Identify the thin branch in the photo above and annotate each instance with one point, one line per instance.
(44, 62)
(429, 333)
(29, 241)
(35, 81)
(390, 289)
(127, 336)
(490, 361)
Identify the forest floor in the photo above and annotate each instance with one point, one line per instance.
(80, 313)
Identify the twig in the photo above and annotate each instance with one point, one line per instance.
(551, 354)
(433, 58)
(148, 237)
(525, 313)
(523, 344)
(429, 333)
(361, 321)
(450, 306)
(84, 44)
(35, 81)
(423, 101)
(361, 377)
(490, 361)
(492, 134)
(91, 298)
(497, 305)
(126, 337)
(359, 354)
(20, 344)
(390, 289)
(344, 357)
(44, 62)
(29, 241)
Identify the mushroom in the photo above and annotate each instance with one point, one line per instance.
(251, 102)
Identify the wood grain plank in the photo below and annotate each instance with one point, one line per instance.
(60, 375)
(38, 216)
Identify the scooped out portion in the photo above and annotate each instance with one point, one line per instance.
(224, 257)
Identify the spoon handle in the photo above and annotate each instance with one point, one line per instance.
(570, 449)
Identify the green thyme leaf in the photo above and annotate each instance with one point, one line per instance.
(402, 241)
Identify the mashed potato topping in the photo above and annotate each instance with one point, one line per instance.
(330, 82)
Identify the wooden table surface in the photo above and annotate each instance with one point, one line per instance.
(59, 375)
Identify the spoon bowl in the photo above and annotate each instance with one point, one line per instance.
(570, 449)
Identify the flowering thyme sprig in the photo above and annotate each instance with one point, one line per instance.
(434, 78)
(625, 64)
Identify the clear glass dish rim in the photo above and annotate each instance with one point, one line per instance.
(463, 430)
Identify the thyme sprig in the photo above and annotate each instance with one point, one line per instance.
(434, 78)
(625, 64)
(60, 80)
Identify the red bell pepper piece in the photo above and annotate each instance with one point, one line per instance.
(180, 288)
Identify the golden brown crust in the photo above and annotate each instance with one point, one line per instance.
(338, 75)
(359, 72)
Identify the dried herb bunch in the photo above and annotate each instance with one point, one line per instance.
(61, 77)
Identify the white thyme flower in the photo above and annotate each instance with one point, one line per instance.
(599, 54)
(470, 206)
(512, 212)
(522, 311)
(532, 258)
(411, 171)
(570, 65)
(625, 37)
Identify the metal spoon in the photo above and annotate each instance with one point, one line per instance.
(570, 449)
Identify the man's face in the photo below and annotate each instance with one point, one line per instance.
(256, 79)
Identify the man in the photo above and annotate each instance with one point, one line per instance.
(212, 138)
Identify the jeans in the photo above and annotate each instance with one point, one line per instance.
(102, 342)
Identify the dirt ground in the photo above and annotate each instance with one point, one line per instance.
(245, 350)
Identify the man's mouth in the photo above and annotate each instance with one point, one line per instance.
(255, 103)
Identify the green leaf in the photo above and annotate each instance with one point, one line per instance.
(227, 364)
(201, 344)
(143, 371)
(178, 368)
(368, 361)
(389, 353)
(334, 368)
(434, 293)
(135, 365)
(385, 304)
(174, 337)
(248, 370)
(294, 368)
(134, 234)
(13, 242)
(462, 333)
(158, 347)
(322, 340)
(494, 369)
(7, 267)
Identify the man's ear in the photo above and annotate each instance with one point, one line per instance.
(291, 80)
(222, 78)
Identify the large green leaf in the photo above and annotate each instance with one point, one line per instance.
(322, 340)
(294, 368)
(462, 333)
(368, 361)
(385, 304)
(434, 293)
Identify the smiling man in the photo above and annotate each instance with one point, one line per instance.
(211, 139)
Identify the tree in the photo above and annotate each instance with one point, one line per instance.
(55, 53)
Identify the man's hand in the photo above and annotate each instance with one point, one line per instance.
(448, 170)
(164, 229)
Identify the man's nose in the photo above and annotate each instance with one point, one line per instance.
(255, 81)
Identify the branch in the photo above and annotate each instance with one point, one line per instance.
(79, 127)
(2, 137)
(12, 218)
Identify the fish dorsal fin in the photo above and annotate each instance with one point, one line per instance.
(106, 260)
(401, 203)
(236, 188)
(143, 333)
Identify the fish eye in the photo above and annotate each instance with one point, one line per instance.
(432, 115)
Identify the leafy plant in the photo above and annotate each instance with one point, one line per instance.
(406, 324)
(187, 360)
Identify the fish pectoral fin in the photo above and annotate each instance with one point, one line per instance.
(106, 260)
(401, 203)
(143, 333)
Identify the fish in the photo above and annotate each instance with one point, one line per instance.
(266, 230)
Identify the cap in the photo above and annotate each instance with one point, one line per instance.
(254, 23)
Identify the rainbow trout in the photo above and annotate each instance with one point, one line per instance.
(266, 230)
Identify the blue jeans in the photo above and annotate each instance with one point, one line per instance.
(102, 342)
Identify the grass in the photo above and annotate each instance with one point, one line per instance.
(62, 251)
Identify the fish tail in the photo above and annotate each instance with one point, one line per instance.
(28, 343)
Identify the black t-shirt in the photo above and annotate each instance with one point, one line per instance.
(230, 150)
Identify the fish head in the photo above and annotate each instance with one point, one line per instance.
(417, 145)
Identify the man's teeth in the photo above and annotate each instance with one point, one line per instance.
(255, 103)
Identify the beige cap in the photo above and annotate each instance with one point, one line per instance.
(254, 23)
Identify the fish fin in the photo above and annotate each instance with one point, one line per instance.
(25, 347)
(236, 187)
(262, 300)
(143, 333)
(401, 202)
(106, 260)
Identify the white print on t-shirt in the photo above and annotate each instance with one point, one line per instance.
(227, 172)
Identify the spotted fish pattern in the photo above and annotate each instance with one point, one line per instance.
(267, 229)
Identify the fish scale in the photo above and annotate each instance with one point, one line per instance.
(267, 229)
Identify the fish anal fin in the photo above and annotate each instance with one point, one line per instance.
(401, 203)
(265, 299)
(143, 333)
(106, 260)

* * * * * * * * *

What to produce -
Each record must be returned exactly as it is written.

Solution to the problem -
Identify the thin branch in the photo above and annotate each instance with one point, one line per instance.
(44, 62)
(429, 333)
(29, 241)
(35, 81)
(390, 289)
(127, 336)
(490, 361)
Identify the forest floor in the photo above and annotate each instance with one point, one line per instance.
(80, 313)
Identify the twig in the photo above and annotate each instance with one point, one line per instance.
(551, 354)
(433, 58)
(148, 237)
(525, 313)
(523, 344)
(429, 333)
(361, 321)
(450, 306)
(84, 44)
(35, 81)
(423, 101)
(361, 377)
(490, 361)
(492, 134)
(91, 298)
(497, 305)
(126, 337)
(359, 354)
(20, 344)
(390, 289)
(344, 357)
(44, 62)
(29, 241)
Identify the mushroom in the photo above and annotate each instance with one point, one line per instance.
(251, 102)
Identify the wood grain plank in the photo below and annotate each instance with one point, one line per instance.
(60, 375)
(38, 216)
Identify the scooped out portion in the photo above and annotate each instance with one point, one line per instance.
(224, 257)
Identify the spoon handle in the photo above and annotate each instance with one point, one line per instance.
(570, 449)
Identify the green thyme leaf in the photo above and annotate each instance with one point, one line per instance.
(402, 241)
Identify the mashed potato topping in the photo above and annotate each instance with one point, one line per instance.
(330, 82)
Identify the wooden table surface in the photo above and annotate each instance with one point, one line per instance.
(59, 375)
Identify the spoon bowl in the photo above and annotate each instance with one point, one line per instance.
(570, 449)
Identify the flowering thyme sprig in the photo above and annotate each instance with one point, one line per instance.
(434, 78)
(625, 64)
Identify the clear glass dish rim in the photo above and annotate each instance with one point, one line per instance.
(463, 430)
Identify the thyme sprig in the photo above and annotate each instance with one point, one line per instance.
(434, 78)
(625, 64)
(60, 80)
Identify the red bell pepper piece in the photo above and annotate each instance with one point, one line per instance.
(180, 288)
Identify the golden brown crust in the photo above and annotate each instance with one point, one line per instance.
(338, 75)
(359, 72)
Identify the dried herb bunch in the photo above and annotate each instance with one point, one line per instance.
(61, 77)
Identify the white thyme flower in the photo above and annotate each instance with one point, one line per instance.
(599, 54)
(470, 206)
(512, 212)
(522, 311)
(532, 258)
(411, 171)
(570, 65)
(625, 37)
Identify the metal spoon in the photo above and annotate each instance with one point, one line per instance.
(570, 449)
Identify the man's face in the photo below and annotate each instance with one point, one line per instance.
(256, 79)
Identify the man in the photo above and annotate each instance with one point, one line per instance.
(212, 138)
Identify the jeans in the photo above and annotate each instance with one point, one line per instance.
(102, 342)
Identify the dirt ground in the photo above and annotate each instance with one point, one line per instance.
(245, 350)
Identify the man's mouth in the photo above and annotate each instance with one point, one line per instance.
(255, 103)
Identify the green leaf in the photo above and annotate each instance with one point, one line per instance.
(227, 364)
(201, 344)
(143, 371)
(178, 368)
(368, 361)
(389, 353)
(334, 368)
(434, 293)
(135, 365)
(385, 304)
(174, 337)
(248, 370)
(294, 368)
(134, 234)
(13, 242)
(462, 333)
(158, 347)
(322, 340)
(494, 369)
(7, 267)
Identify the man's ear in the photo above and annotate each instance with one point, one line per instance.
(291, 80)
(222, 78)
Identify the large green leaf in the photo above and annotate each instance with one point, one line per instance.
(322, 340)
(294, 368)
(462, 333)
(368, 361)
(385, 304)
(434, 293)
Identify the smiling man in the photo above and annotate each instance with one point, one line per instance.
(211, 139)
Identify the tree in the photo above and annotate each instance with one point, one line per instance.
(55, 53)
Identify the man's hand in the photo above and annotate each instance with one point, one line per instance.
(448, 170)
(164, 229)
Identify the man's nose in the photo above and annotate each instance with one point, one line per instance.
(255, 81)
Identify the branch in the photo above and annotate each instance with one point, one line per instance.
(79, 127)
(2, 137)
(12, 218)
Identify the fish dorsal fin in the photo above and annotate each instance with one point, one line per instance.
(106, 260)
(401, 203)
(236, 188)
(143, 333)
Identify the fish eye in the photo above and annotate each instance with one point, one line per instance.
(432, 115)
Identify the leafy plant in the photo above and annotate each instance with one point, one line per instance.
(406, 324)
(187, 360)
Identify the fish pectoral fin in the photo above and annotate each instance with one point, one line per instance.
(106, 260)
(401, 203)
(143, 333)
Identify the fish in the photo above and annotate each instance with one point, one line per instance.
(266, 230)
Identify the cap in the photo above and annotate each instance with one point, one line per instance.
(254, 23)
Identify the rainbow trout in the photo above and annotate each instance with one point, one line per instance.
(266, 230)
Identify the blue jeans in the photo above and annotate each instance with one point, one line per instance.
(102, 342)
Identify the grass in the photo above and annotate each instance with one point, one line per instance.
(62, 251)
Identify the fish tail in the photo above and annotate each instance with one point, one line per instance.
(28, 343)
Identify the black t-shirt in the photo above and annotate each instance with one point, one line per instance.
(230, 150)
Identify the fish head in the photo above and annotate each instance with one point, one line per instance.
(417, 145)
Identify the man's teeth in the photo above and annotate each instance with one point, one line per instance.
(255, 103)
Identify the beige cap in the photo above and annotate each instance with one point, one line per instance.
(254, 23)
Identify the fish fin in the photo above and annotate each instance with one point, one line per instance.
(25, 347)
(236, 187)
(262, 300)
(143, 333)
(401, 202)
(106, 260)
Identify the white print on t-shirt in the photo above and annotate each instance with one point, one line per instance.
(227, 172)
Identify the spotted fish pattern in the photo above and annotate each instance with one point, one line per instance.
(267, 229)
Identify the fish scale in the photo above and annotate each instance with one point, one line per instance.
(267, 229)
Identify the fish anal fin in the photo above and annotate each instance with one point, one line per instance.
(401, 203)
(265, 299)
(143, 333)
(106, 260)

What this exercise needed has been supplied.